SHORT TASK: State how many lines in the entries below contain the word "fence", with case taken into account. Reply with the number alone.

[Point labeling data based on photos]

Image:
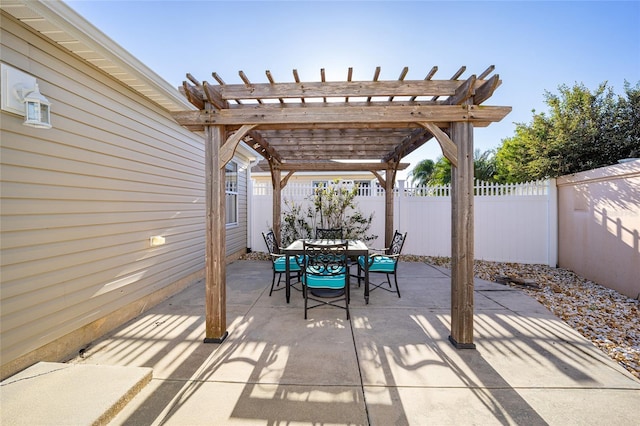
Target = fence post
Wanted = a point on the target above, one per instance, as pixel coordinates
(401, 196)
(552, 223)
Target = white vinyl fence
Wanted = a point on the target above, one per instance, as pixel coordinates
(513, 223)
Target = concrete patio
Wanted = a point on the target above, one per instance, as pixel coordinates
(391, 364)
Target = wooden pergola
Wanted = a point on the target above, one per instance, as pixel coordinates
(312, 126)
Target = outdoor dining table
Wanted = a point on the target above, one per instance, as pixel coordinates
(355, 248)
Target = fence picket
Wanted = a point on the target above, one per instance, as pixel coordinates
(512, 220)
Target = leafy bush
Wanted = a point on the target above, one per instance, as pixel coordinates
(332, 206)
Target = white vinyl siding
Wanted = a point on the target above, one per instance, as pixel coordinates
(80, 201)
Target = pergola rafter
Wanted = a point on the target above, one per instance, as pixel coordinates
(322, 126)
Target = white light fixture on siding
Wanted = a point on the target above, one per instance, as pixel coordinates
(21, 95)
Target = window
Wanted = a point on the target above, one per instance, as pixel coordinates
(231, 192)
(364, 187)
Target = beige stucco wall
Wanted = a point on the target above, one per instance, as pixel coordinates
(79, 202)
(599, 226)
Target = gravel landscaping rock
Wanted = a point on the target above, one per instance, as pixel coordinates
(604, 316)
(609, 319)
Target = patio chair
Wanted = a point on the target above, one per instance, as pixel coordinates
(325, 276)
(278, 263)
(329, 234)
(384, 262)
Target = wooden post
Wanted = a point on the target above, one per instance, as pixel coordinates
(215, 268)
(276, 176)
(462, 238)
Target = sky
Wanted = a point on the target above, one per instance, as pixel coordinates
(536, 46)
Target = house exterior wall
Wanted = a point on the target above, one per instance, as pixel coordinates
(79, 203)
(599, 226)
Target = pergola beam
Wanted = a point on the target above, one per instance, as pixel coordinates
(311, 115)
(302, 126)
(324, 166)
(340, 89)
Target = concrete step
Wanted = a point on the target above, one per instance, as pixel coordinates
(50, 393)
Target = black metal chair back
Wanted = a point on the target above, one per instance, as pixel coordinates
(270, 241)
(278, 263)
(329, 234)
(325, 275)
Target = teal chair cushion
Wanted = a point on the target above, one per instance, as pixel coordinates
(326, 281)
(281, 266)
(380, 264)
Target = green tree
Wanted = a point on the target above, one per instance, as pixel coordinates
(582, 130)
(484, 166)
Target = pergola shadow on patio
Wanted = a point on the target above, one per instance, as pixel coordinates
(391, 364)
(315, 126)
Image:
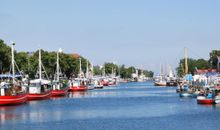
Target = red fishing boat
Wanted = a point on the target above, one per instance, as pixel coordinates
(59, 92)
(204, 100)
(13, 100)
(8, 98)
(12, 93)
(39, 89)
(78, 88)
(77, 85)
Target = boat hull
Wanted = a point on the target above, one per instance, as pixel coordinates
(13, 100)
(185, 94)
(160, 84)
(56, 93)
(41, 96)
(205, 101)
(77, 88)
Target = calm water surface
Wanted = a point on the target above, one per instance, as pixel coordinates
(128, 106)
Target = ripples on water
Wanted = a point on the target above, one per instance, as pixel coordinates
(128, 106)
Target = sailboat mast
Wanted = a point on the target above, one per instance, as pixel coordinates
(40, 69)
(13, 62)
(186, 62)
(80, 67)
(58, 67)
(87, 69)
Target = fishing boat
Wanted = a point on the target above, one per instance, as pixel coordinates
(78, 84)
(187, 94)
(39, 89)
(60, 87)
(205, 100)
(160, 79)
(12, 92)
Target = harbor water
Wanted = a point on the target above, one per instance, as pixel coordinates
(129, 106)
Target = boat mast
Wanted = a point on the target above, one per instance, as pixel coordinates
(39, 65)
(80, 67)
(13, 62)
(186, 62)
(58, 67)
(87, 69)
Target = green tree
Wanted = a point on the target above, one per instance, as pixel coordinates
(5, 57)
(213, 60)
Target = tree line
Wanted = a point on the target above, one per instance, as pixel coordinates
(69, 63)
(194, 64)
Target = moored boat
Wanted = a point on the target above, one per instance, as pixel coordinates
(205, 100)
(187, 94)
(78, 88)
(8, 97)
(11, 90)
(60, 87)
(59, 92)
(39, 89)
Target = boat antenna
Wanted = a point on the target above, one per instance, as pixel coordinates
(12, 62)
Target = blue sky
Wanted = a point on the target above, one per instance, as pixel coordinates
(143, 33)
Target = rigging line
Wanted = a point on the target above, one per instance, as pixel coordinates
(45, 71)
(198, 56)
(178, 57)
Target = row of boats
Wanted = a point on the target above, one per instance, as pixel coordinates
(206, 89)
(15, 90)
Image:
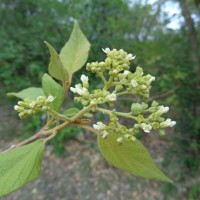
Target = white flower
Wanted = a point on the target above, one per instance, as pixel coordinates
(134, 83)
(16, 107)
(104, 134)
(50, 98)
(126, 72)
(163, 109)
(99, 126)
(84, 78)
(41, 98)
(146, 127)
(119, 140)
(32, 104)
(106, 50)
(111, 97)
(79, 90)
(130, 56)
(170, 122)
(152, 79)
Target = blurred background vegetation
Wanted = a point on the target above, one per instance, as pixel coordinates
(164, 34)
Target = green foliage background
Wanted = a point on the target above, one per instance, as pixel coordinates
(138, 28)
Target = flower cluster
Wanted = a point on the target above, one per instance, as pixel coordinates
(98, 96)
(119, 80)
(28, 107)
(134, 83)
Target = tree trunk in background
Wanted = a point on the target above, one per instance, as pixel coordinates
(192, 35)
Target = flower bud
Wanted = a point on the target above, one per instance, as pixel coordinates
(136, 108)
(119, 140)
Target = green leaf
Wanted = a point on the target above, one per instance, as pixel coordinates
(56, 68)
(20, 166)
(75, 52)
(130, 156)
(31, 93)
(71, 112)
(51, 87)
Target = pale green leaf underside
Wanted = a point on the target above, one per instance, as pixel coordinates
(71, 111)
(75, 52)
(51, 87)
(130, 156)
(31, 93)
(20, 166)
(56, 68)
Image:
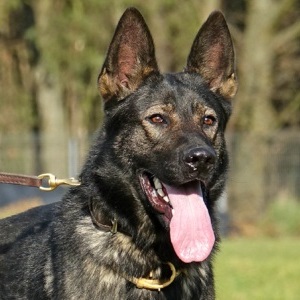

FINAL RESULT: 3